• **Selected text**:
----------------

Gerome Fassio began doing portraits at Montreal late in the spring of 1834. At that time he was about 45 years old and had a son, Eugenio, who had been born in 1825 or 1826. Claiming that he had recently arrived from Italy, in the advertisements he placed in newspapers Fassio made much of the professional experience he had acquired in Europe and New York. In that city, where he had practised his art for at least a year on Broadway, he painted the portrait of a well-to-do citizen of Trois-Rivières, believed to have been Moses Hart. When Fassio came to Montreal he got in touch with Hart, and after spending some time there painting miniatures he went to Trois-Rivières, where he was working in 1835. Some sources suggest that he was then living with Hart; if so, it could not have been for long, since Fassio went to Quebec in August.

The visit to Quebec, like all Fassio’s activity in the Canadas, was characteristic of itinerant portraitists of that era in America. To attract the curious, he exhibited “a collection of choice pieces of the Italian School.” His work was launched with the backing of anonymous eulogies in Le Canadien concerning both the painter’s character and his art: “When people from abroad, instead of bringing us their vices, their woes, and their afflictions, dispense among us the benefits of science, the arts, and industry, and the amenities and gracious living that accompany them, they have a right to our full consideration.” The admirer continued on the subject of Fassio’s work: “What subtlety of colour, what deft shading! what faultless draftsmanship!” The writer in Le Canadien let it be known that Fassio was ready to spend the winter at Quebec “if he receives encouragement,” apparently at that time a virtual certainty. Towards the end of 1835, acknowledging the “encouragement he is receiving,” Fassio proposed to give “courses in painting in miniature and drawing” to young ladies and gentlemen. In the spring, however, he announced he was leaving at the end of May, and he reappeared in Montreal in August 1836. Hoping to deserve the “eminent encouragement that he so liberally enjoyed during his first stay,” he followed the formula that had been successful at Quebec and held separate classes for young ladies and for young gentlemen. But the town of Montreal was not destined to become the painter’s chosen ground, perhaps because of competition from other miniaturists. At Quebec Fassio could count on the support of the press and on undisputed professional pre-eminence .

----------------

• **Dataset rows**:

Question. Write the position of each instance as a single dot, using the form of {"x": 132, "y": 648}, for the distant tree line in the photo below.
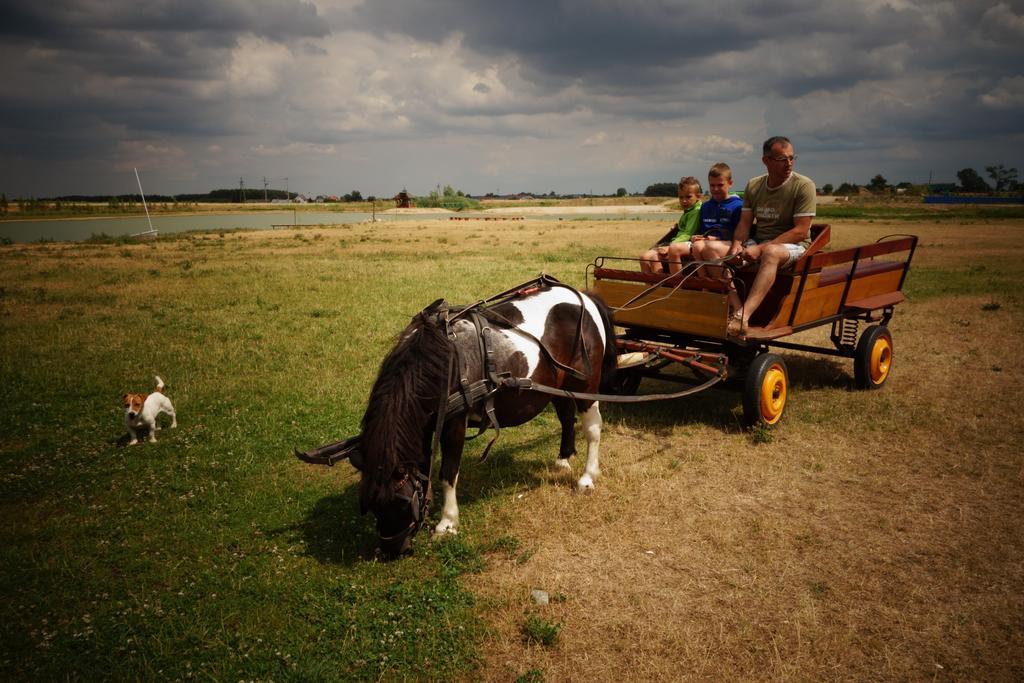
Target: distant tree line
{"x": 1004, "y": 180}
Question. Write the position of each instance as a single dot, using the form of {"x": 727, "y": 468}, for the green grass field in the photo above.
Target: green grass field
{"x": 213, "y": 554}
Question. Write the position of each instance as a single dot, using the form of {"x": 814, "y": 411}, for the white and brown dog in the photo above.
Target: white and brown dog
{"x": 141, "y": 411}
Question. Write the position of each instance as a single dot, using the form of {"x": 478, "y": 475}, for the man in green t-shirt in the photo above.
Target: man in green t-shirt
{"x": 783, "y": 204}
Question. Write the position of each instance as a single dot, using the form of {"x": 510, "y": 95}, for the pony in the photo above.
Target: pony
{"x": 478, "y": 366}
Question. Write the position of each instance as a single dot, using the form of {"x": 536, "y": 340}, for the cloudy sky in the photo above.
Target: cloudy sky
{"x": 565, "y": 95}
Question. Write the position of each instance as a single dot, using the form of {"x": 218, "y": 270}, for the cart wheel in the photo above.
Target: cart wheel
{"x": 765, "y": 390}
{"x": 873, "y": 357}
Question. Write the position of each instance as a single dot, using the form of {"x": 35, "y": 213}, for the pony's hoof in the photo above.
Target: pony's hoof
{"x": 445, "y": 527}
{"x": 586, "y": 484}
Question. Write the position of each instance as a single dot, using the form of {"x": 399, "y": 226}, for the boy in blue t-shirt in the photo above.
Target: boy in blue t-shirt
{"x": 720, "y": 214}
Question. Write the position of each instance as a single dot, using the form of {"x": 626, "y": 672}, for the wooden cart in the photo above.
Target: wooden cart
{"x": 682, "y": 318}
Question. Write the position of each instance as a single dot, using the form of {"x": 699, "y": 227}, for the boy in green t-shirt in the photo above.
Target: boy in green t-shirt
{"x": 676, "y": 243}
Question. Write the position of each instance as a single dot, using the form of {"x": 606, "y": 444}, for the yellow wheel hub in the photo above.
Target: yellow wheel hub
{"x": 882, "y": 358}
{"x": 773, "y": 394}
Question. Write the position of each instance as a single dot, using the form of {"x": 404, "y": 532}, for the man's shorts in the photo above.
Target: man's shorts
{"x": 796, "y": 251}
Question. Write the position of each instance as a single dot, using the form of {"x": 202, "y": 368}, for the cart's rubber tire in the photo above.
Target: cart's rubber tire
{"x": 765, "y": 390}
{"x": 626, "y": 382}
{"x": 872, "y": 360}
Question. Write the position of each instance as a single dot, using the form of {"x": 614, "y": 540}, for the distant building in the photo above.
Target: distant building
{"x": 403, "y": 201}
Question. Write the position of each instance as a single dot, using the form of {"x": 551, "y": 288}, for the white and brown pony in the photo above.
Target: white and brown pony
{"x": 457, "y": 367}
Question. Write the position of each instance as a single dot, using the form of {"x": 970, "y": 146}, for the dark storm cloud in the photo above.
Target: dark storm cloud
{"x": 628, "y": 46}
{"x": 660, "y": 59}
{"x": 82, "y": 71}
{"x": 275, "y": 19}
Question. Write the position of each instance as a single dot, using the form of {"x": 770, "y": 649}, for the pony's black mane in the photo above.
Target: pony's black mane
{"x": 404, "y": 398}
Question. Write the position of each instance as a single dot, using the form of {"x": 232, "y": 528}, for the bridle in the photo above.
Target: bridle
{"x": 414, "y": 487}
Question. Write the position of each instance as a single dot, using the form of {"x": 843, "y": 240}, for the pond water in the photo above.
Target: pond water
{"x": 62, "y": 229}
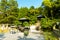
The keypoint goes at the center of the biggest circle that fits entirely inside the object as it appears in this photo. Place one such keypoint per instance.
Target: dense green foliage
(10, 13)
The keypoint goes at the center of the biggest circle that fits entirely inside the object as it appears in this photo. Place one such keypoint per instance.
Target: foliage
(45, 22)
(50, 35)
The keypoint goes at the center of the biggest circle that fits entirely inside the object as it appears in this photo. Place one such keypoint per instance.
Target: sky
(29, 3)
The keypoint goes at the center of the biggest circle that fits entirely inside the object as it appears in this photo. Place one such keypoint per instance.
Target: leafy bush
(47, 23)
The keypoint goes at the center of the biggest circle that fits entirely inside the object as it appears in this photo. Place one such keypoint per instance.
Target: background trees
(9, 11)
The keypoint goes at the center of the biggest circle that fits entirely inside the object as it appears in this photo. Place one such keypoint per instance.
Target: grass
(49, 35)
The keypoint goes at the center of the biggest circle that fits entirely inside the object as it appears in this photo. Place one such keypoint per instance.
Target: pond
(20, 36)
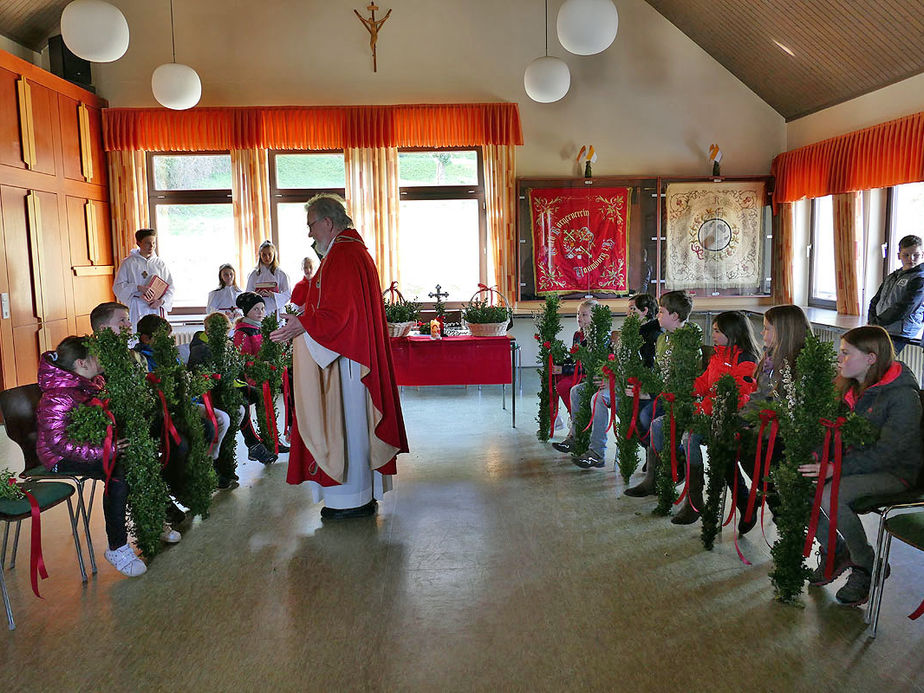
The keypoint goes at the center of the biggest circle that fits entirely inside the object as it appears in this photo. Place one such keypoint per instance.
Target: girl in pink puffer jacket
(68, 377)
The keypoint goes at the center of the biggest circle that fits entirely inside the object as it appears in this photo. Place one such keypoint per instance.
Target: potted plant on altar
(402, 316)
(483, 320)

----------------

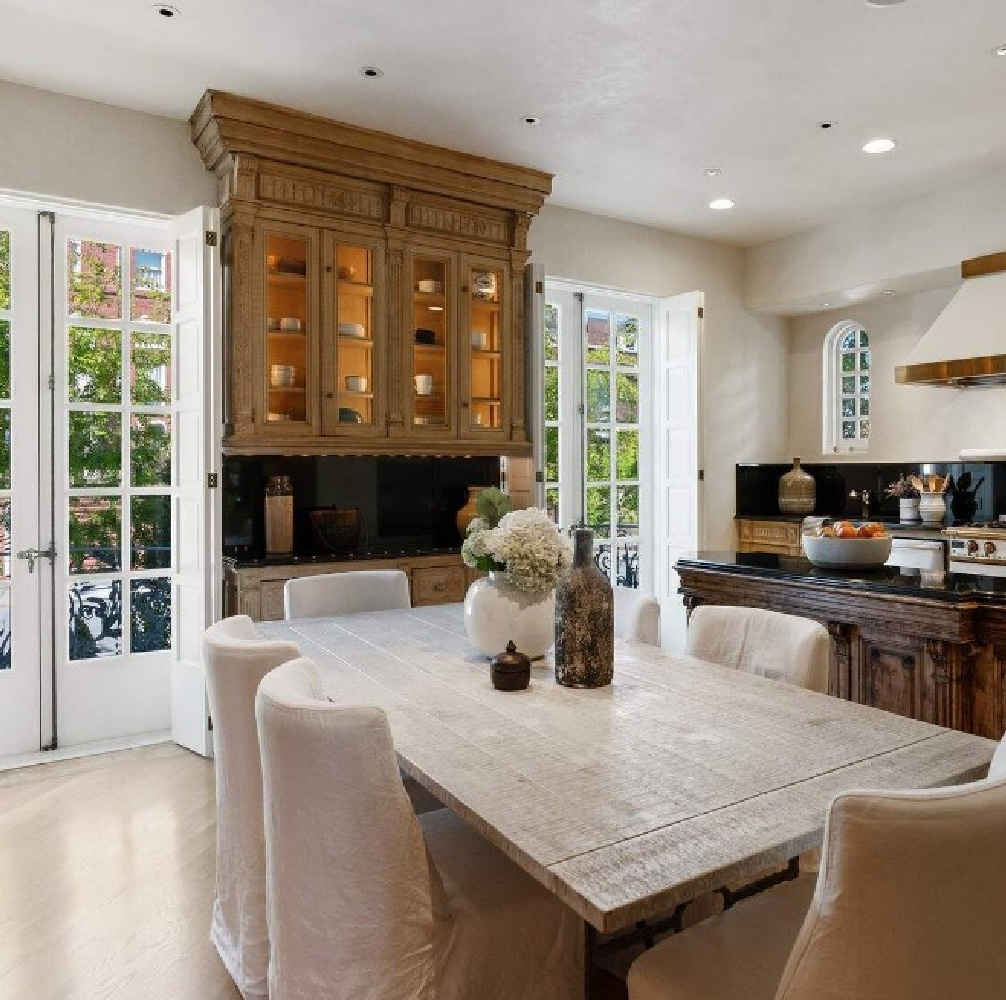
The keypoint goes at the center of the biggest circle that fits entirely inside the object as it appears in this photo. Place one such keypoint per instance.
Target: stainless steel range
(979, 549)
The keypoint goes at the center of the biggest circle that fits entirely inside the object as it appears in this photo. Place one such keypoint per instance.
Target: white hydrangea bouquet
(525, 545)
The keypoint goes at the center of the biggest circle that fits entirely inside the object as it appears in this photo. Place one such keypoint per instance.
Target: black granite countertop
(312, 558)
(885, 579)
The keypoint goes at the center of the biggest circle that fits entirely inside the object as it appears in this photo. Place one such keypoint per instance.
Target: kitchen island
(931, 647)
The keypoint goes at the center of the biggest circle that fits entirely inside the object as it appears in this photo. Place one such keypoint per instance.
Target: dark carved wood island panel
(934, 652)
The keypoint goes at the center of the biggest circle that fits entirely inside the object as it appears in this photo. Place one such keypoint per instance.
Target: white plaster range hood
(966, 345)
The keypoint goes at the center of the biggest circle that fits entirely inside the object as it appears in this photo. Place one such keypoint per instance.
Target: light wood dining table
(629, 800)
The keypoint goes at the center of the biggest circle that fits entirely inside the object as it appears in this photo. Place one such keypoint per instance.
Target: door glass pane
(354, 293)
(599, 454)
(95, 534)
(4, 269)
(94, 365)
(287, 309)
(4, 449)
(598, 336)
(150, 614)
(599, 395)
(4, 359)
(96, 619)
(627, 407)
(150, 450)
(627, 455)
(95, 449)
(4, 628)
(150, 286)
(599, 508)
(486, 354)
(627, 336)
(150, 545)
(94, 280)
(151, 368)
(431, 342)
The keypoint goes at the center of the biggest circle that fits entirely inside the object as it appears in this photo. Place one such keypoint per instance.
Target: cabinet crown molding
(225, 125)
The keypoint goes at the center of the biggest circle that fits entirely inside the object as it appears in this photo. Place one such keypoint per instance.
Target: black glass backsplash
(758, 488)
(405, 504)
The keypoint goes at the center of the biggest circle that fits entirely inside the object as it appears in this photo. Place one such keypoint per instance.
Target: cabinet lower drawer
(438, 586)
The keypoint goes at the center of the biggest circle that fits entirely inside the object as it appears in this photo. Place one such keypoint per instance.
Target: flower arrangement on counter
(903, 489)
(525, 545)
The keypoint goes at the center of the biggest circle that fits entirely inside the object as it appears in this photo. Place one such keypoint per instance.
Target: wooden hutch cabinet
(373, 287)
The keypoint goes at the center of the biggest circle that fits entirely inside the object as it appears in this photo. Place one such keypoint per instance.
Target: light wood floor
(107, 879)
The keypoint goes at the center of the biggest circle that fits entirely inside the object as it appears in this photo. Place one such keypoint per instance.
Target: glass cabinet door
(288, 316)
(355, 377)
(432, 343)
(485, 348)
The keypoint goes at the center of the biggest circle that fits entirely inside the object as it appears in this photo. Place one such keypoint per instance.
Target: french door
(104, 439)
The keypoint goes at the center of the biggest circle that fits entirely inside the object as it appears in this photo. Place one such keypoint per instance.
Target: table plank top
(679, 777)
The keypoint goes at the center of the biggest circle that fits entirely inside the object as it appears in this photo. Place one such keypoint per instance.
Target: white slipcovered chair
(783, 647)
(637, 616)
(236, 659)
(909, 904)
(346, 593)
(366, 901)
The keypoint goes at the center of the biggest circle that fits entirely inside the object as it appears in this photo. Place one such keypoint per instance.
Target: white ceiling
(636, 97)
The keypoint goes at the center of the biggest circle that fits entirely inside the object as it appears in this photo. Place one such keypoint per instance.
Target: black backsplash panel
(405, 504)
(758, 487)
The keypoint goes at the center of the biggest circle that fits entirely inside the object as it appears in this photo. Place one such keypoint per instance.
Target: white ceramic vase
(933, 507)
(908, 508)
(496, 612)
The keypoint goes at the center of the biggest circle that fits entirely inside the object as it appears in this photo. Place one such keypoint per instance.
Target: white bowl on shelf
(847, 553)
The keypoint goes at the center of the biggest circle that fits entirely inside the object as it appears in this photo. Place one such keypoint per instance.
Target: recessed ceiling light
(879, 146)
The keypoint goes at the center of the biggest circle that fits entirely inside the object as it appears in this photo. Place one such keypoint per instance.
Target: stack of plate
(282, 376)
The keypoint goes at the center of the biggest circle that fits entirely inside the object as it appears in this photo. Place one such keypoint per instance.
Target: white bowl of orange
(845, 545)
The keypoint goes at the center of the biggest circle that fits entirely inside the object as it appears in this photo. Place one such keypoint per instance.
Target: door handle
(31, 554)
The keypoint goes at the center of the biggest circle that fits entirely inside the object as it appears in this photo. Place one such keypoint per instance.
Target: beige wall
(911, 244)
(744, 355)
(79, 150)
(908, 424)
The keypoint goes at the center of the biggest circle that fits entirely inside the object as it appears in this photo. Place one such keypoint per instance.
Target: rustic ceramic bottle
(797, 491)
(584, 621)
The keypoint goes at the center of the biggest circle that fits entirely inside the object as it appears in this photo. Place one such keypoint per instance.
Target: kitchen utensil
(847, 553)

----------------

• **Instructions to follow**:
Continue the account of the portrait painter Gerome Fassio from its final sentence, in keeping with its register.

• **Answer to the exercise**:
Fassio was back at Quebec some time before the summer of 1838, when he left his lodgings on Rue Saint-Jean to move into the residence of the chief justice, Jonathan Sewell*. He received clients there, but no longer advertised painting and drawing lessons. To earn money with his brush, Fassio in 1839 executed and exhibited at Joseph Légaré’s picture-gallery an ambitious work on the theme of Great Britain and Canada; a sympathetic reporter described it as a “superb allegorical picture in miniature, on a large scale.” Lots were to be drawn for it, with tickets on sale at the painter’s house. The experiment cannot have proved successful, for Fassio never repeated it. The picture’s fate is unknown.

Fassio was drawing-master at the Petit Séminaire de Québec for the academic year 1839–40. Nothing is known of his activities during 1841, but he probably remained at Quebec. In May of the following year, while he was living on Rue Sainte-Hélène (Rue McMahon), he announced he was opening a new school of “classical drawing” that respected “the rules of art, and the practices of the great schools of Italy.” His fame attracted Michel Bibaud to Quebec in October; Bibaud, however, did not have enough time to meet the painter of the miniature portraits he had admired in Montreal.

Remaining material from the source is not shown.